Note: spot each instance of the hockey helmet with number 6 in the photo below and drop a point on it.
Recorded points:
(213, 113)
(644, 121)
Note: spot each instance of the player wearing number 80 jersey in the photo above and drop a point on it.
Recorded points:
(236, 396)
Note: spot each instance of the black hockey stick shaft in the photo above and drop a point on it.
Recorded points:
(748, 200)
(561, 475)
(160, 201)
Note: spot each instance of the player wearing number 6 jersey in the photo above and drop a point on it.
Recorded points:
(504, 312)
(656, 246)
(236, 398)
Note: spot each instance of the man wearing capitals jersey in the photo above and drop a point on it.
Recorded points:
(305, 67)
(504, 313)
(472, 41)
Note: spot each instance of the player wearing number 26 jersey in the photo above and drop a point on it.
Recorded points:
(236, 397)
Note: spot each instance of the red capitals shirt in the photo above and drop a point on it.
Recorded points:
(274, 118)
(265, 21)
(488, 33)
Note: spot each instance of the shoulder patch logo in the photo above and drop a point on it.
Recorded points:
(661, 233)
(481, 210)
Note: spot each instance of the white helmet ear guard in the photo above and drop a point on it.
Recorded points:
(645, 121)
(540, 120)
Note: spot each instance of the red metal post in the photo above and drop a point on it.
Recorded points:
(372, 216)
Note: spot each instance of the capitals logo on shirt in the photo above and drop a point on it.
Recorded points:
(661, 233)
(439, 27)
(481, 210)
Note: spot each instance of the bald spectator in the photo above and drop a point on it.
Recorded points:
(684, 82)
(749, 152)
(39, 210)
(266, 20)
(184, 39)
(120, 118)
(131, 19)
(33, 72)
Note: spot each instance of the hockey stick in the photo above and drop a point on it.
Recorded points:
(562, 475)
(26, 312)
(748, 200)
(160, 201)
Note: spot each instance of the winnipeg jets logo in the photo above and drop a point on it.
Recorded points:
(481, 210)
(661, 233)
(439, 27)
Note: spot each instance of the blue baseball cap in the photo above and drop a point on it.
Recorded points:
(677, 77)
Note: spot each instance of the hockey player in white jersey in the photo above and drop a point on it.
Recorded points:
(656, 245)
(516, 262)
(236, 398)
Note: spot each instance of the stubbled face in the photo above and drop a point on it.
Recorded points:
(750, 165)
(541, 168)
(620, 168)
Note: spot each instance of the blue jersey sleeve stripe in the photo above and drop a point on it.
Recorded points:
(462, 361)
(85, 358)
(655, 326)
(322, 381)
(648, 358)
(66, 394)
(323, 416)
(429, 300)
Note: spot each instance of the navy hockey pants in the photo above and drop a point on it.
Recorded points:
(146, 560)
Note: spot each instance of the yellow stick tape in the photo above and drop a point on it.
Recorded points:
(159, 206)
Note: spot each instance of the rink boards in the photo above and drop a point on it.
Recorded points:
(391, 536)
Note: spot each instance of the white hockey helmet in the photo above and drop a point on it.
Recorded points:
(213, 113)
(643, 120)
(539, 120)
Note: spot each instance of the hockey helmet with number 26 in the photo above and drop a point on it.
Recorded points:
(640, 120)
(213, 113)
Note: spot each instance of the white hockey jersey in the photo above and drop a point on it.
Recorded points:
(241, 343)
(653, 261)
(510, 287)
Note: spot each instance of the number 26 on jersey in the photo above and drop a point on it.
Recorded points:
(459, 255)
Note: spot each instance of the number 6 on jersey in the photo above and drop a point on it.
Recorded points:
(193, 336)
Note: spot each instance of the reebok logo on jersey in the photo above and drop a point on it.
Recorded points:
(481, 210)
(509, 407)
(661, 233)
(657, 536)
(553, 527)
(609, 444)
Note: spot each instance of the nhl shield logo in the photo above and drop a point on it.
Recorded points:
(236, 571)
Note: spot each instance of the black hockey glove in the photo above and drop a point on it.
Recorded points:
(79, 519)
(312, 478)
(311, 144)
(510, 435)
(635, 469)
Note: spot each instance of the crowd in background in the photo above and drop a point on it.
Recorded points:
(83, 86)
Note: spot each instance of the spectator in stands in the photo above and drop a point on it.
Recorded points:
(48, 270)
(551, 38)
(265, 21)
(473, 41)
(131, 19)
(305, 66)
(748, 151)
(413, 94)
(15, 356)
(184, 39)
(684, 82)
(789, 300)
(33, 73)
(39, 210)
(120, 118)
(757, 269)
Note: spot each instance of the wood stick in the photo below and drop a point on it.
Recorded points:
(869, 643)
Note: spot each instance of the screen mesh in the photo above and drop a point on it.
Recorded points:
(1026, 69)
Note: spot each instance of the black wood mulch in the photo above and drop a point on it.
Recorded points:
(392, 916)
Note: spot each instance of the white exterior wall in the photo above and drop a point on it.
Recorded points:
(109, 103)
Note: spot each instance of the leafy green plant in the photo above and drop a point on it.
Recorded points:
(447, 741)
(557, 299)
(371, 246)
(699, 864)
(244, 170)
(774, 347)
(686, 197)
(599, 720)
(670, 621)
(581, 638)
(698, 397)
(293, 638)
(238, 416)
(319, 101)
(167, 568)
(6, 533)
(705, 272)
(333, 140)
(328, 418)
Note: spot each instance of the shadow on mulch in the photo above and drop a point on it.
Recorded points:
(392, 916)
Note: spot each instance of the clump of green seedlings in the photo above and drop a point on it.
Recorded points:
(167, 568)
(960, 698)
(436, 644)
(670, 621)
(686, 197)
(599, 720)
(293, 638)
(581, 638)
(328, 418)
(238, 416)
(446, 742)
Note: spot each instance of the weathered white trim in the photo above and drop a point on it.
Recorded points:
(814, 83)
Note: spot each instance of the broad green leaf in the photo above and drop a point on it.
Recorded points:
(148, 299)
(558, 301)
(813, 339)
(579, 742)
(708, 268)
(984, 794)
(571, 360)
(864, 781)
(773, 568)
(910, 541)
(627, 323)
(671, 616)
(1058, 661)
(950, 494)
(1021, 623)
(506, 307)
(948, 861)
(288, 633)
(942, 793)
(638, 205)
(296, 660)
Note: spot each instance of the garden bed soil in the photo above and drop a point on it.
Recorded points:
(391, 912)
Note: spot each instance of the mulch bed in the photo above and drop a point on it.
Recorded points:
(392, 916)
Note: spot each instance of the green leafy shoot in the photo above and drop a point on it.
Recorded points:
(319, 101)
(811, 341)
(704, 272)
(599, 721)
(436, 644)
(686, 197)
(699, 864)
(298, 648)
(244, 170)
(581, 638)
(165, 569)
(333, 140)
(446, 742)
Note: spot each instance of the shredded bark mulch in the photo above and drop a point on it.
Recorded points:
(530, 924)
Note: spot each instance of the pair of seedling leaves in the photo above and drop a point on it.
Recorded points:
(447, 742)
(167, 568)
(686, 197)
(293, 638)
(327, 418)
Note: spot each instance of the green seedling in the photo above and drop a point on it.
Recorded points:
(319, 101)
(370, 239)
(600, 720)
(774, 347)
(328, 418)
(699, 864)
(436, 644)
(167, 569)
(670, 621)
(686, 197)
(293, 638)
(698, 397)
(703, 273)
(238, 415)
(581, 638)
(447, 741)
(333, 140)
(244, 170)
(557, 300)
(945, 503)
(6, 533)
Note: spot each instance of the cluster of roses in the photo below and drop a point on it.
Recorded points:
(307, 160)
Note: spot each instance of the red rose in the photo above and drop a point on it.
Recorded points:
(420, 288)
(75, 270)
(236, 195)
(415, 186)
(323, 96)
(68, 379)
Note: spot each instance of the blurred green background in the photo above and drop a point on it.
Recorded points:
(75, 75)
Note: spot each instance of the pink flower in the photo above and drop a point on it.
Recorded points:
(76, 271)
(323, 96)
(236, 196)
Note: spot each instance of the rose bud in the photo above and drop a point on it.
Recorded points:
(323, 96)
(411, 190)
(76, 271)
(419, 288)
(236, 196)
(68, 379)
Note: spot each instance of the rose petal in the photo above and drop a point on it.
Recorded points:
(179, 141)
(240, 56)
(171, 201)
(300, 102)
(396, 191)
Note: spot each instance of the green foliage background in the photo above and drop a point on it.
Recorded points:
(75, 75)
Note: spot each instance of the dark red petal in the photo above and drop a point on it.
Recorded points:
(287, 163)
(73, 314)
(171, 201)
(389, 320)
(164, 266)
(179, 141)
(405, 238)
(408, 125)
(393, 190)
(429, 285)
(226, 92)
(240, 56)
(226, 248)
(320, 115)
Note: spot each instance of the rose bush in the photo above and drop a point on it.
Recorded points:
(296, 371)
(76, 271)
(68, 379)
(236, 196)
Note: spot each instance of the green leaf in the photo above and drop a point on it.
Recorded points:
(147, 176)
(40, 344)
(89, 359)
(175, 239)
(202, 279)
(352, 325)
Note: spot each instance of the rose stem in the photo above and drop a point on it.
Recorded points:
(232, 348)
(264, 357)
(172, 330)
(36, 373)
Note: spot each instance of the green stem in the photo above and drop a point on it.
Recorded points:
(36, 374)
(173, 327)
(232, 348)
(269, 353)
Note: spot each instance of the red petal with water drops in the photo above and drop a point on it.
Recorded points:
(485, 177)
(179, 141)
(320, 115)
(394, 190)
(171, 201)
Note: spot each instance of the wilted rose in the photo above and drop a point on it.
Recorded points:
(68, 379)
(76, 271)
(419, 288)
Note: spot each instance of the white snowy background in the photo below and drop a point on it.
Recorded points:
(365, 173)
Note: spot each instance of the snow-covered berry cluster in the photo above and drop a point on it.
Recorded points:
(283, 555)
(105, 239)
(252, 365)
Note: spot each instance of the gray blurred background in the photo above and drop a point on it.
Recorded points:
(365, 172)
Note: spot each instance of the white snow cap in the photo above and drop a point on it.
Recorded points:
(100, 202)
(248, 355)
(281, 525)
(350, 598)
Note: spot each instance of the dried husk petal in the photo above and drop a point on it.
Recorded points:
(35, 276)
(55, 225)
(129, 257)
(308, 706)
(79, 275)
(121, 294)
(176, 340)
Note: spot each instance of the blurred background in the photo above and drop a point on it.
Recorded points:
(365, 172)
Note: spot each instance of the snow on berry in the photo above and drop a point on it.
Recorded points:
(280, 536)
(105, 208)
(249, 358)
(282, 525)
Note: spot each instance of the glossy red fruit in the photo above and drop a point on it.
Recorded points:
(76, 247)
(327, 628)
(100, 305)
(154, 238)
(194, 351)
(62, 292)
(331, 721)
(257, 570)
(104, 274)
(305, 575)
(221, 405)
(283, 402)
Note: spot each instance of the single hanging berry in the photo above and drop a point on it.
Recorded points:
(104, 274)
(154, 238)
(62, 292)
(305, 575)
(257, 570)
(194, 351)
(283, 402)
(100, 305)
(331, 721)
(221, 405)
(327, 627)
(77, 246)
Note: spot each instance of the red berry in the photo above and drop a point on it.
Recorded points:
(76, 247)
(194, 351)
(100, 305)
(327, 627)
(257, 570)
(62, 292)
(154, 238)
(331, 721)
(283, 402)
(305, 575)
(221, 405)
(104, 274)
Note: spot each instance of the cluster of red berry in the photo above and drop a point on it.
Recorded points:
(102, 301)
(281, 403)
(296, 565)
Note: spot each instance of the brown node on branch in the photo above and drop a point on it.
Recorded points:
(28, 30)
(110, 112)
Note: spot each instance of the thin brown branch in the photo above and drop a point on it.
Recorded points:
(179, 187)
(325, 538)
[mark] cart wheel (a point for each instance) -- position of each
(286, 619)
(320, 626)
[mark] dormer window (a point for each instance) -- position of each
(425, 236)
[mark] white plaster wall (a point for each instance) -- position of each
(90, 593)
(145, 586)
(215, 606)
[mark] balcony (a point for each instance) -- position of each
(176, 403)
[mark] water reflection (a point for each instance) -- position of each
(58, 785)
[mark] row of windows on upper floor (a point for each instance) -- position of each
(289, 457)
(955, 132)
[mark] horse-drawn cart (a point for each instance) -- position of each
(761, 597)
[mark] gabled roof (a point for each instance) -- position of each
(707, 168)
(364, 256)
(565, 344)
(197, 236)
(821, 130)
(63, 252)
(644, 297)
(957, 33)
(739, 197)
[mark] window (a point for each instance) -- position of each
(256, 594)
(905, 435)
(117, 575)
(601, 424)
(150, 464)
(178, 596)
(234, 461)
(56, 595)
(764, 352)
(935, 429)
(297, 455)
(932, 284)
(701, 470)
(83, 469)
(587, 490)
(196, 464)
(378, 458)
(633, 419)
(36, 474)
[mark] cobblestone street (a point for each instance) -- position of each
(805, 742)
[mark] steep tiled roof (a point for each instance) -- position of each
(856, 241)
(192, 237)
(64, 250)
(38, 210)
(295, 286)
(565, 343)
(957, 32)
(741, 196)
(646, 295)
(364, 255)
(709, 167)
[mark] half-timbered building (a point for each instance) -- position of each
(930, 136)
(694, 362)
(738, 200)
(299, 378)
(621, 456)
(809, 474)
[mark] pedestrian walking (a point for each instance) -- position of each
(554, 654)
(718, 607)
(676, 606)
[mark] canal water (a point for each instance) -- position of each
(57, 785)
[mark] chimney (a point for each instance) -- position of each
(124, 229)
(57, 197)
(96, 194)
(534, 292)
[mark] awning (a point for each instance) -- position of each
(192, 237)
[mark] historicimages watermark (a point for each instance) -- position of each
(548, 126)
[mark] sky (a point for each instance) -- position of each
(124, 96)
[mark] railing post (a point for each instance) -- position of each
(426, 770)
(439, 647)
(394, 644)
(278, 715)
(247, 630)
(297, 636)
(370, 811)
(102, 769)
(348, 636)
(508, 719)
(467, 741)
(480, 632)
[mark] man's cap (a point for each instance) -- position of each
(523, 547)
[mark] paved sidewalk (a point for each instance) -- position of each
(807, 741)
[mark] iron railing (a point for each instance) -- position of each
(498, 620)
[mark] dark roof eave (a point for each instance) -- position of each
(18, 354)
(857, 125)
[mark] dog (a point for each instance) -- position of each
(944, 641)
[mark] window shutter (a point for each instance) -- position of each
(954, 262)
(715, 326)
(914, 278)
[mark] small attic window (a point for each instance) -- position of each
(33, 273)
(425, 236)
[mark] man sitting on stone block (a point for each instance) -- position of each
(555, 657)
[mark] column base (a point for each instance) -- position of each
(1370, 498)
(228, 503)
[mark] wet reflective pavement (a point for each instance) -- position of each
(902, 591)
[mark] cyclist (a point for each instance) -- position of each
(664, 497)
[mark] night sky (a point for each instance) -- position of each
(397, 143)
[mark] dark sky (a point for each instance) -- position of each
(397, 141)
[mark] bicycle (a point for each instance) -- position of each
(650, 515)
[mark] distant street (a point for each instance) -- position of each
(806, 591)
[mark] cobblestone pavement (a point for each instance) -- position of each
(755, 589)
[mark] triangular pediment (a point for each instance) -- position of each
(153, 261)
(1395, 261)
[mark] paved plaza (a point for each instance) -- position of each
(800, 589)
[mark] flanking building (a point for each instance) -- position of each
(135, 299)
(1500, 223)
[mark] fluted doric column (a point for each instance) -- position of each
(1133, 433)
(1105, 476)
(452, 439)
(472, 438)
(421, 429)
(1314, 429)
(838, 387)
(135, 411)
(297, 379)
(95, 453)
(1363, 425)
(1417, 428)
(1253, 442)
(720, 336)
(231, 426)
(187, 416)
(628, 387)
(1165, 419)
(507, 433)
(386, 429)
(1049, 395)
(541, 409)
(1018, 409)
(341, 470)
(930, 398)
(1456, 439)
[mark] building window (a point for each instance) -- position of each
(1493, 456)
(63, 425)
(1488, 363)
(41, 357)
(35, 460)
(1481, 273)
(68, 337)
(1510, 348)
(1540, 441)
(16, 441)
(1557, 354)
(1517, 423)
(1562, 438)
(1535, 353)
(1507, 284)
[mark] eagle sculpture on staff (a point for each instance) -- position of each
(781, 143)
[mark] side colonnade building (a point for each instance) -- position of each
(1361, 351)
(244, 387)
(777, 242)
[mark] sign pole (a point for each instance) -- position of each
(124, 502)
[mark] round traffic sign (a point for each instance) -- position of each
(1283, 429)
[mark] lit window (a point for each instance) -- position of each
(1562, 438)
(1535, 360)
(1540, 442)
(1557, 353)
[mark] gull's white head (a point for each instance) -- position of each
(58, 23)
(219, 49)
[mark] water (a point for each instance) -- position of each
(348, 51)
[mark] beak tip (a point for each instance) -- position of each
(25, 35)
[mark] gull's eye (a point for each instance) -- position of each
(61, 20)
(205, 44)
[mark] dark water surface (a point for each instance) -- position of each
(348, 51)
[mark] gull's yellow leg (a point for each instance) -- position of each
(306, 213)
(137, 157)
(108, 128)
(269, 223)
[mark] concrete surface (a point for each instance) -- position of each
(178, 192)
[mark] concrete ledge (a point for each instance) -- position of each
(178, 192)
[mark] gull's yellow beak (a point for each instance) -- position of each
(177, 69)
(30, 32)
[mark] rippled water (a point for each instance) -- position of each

════════════════════

**TASK OBJECTIVE**. The number of lines in the records that include "below" is what is needed, with no other words.

**ANSWER**. 4